**WHAT THE TASK ASKS:**
Reproduce the material below line for line without changing a word, and omit the pictures.

Region labeling records
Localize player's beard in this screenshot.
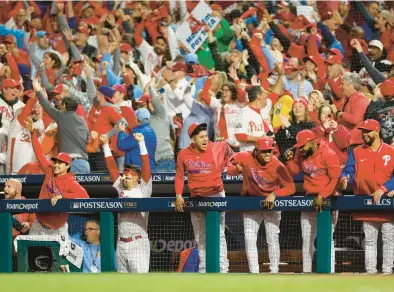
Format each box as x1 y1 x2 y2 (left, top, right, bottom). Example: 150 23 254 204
363 136 375 146
301 148 313 158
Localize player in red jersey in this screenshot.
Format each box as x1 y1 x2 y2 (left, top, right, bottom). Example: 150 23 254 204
26 118 89 238
285 130 341 273
340 120 394 274
175 123 234 273
227 137 295 273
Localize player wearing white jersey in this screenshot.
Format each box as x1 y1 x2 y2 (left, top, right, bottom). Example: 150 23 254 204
6 91 44 175
100 133 152 273
235 86 273 151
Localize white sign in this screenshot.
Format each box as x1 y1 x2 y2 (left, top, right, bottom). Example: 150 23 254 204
176 1 220 53
297 5 316 23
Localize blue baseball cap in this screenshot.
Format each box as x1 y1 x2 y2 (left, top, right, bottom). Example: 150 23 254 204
98 85 115 102
36 30 49 39
185 53 198 64
135 108 150 123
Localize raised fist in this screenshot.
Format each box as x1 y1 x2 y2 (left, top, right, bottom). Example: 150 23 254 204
133 133 144 142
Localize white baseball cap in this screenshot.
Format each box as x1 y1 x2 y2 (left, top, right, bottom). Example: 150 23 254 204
368 40 383 51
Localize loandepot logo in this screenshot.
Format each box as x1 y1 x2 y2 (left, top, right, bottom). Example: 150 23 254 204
198 201 227 208
5 203 38 210
150 239 197 252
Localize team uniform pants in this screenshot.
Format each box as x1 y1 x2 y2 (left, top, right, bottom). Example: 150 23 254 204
301 212 338 273
190 191 229 273
363 221 394 274
29 220 68 239
243 211 281 273
116 237 150 273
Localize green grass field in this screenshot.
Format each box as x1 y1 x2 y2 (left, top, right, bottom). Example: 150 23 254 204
0 273 394 292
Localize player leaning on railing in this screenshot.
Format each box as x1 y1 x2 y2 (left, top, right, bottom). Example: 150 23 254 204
340 119 394 274
100 133 152 273
227 137 295 273
285 130 341 273
26 118 89 238
175 123 234 273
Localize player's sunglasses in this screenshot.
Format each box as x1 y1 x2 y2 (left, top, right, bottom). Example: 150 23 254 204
85 227 100 231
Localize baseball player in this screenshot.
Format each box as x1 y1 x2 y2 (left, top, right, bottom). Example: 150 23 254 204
285 130 341 273
227 137 295 273
175 123 234 273
235 86 273 151
6 91 44 175
100 133 152 273
340 120 394 274
26 118 89 239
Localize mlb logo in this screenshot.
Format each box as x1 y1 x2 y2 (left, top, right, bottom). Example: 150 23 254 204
71 202 79 209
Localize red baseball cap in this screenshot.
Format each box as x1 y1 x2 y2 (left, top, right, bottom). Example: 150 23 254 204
51 83 64 94
1 79 20 89
187 123 208 138
3 34 16 44
380 78 394 97
78 26 90 36
357 119 380 132
320 10 334 21
325 55 342 65
172 62 187 73
293 130 316 148
112 84 127 95
255 137 275 150
293 96 308 108
119 43 132 53
135 93 151 105
51 152 72 164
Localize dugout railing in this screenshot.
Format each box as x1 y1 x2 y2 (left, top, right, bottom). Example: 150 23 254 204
0 196 394 273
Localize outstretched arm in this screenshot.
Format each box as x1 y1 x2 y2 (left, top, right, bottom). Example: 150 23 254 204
100 135 119 183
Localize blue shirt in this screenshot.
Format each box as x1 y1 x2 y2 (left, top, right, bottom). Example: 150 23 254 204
118 123 157 172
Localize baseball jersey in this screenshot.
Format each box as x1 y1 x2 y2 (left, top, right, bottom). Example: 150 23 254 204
104 144 152 238
342 141 394 222
175 142 234 197
286 140 341 198
209 98 243 147
235 106 273 151
342 141 394 195
6 98 44 175
227 152 295 197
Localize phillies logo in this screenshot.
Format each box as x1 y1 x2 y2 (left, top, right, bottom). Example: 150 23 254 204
382 155 391 166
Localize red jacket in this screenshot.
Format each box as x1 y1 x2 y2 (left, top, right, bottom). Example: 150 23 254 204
286 141 341 198
337 91 369 144
32 132 89 229
342 141 394 222
312 125 350 167
227 152 295 197
175 142 234 197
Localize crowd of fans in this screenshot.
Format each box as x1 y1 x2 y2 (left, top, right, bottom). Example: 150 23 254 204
0 0 394 174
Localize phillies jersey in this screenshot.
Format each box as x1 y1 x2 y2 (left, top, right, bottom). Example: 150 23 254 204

**FINISHED ANSWER:**
Localize player's beard in this screenshot.
Format each box as x1 y1 x2 y2 (left, top, right, bottom). Example: 150 23 254 204
363 136 375 146
301 148 313 158
Localize player in red jersey in this screenshot.
Format each box as x1 y1 x2 y2 (left, top, right, bottom). Example: 150 23 254 204
26 118 89 238
285 130 341 273
340 120 394 274
175 123 234 273
227 137 295 273
Localize player wearing white jersey in this screenshot.
Format each box as x1 y1 x2 y2 (left, top, right, bottom). Example: 150 23 254 204
6 91 44 175
100 133 152 273
235 86 273 151
Localize white sign in this screenshot.
Format each box as x1 y1 x2 y2 (left, top, right, bottom). Example: 150 23 254 204
176 1 220 53
297 5 316 23
Localize blue baseball cap in this screenshot.
Format each box as x1 y1 x2 y2 (left, top, right, bottom). Example: 150 23 254 204
98 85 115 102
36 30 49 39
185 53 198 64
135 108 150 123
Localize raised fist in this screenshot.
Format each box as x1 y1 x2 y2 (left, top, right, bottom). Example: 150 23 254 204
133 133 144 142
Localize white baseball cap in this screenshot.
Format each box as x1 y1 x2 y2 (left, top, right, bottom). Example: 150 23 254 204
368 40 383 51
Localize loandepot logo in this screenshot.
Format each box as x1 y1 x2 y2 (left, top, right, bottom). Example: 150 23 254 204
198 201 227 208
5 203 38 210
150 239 197 252
Localize team uniform pants in this screenshot.
Format each box as x1 y1 x2 y2 (left, top, right, bottom). Example: 150 23 254 204
301 212 338 273
190 191 229 273
363 221 394 274
29 220 68 239
243 211 281 273
116 237 150 273
Localize green grass field in this screenshot.
Format each box as x1 y1 x2 y2 (left, top, right, bottom). Example: 150 23 254 204
0 273 394 292
Localize player leaning on railing in this screenshot.
Format each box as x1 y1 x2 y2 (left, top, right, bottom). Example: 150 23 254 204
340 119 394 274
100 133 152 273
227 137 295 273
285 130 341 273
26 118 89 238
175 123 234 273
Localize player's sunglasses in this screenshot.
Format each box as x1 y1 x2 y2 (left, top, right, bottom). Example: 150 23 254 204
85 227 100 231
Localize baseball player in this screenshot.
Format each box as x1 y1 x2 y2 (left, top, right, bottom). Example: 150 23 254 204
285 130 341 273
227 137 295 273
175 123 234 273
235 86 273 151
6 91 44 175
100 133 152 273
340 120 394 274
26 118 89 239
Localize mlb logo in this screenshot.
Format each box as x1 y1 x2 y2 (left, top, right, bottom). Example: 150 23 254 204
71 202 79 209
Localize red baseball cap in this screenshot.
Format each box as x1 y1 x2 y2 (left, top, right, bottom). Example: 150 23 254 204
51 83 64 94
1 79 20 89
187 123 208 138
3 34 16 44
380 78 394 97
78 26 90 36
357 119 380 132
320 10 334 21
325 55 342 65
172 62 187 73
293 130 316 148
112 84 127 95
255 137 275 150
293 96 308 108
119 43 132 53
135 93 151 105
51 152 72 164
Localize dugout railing in this screenshot.
Format each box as x1 y1 x2 y2 (left, top, right, bottom). Example: 150 23 254 204
0 196 394 273
Localize outstretched arm in this screenshot.
Format each box as x1 y1 x2 y2 (left, top, right, bottom). Example: 150 23 254 204
100 135 119 183
Localize blue shirt in this screenshot.
Format each box as x1 y1 x2 y2 (left, top, right, bottom). Example: 150 23 254 204
118 123 157 172
Localize baseball jersey in this screenshot.
Format each box as x1 y1 x2 y2 (left, top, right, bottom). Example: 150 23 254 204
104 144 152 238
342 141 394 222
175 142 234 197
286 140 341 198
209 98 243 147
235 106 273 151
342 141 394 195
6 98 44 175
227 152 295 197
Localize phillies logo in this screenshot.
Format each box as x1 y1 x2 y2 (left, top, right, bottom). Example: 150 23 254 204
382 155 391 166
Localize red jacket in this screenshot.
Format each box as x1 y1 x2 y2 (left, top, right, bottom). Example: 150 23 254 204
286 141 341 198
337 91 369 144
32 132 89 229
342 141 394 222
312 125 350 167
227 152 295 197
175 142 234 197
Localize crowd of fans in this screenshot.
Format each box as x1 y1 x2 y2 (left, top, right, bottom). Example: 150 23 254 204
0 0 394 174
Localize phillies jersey in this screenshot.
Format each box as x1 y1 x2 y2 (left, top, right, bottom). Example: 150 23 254 204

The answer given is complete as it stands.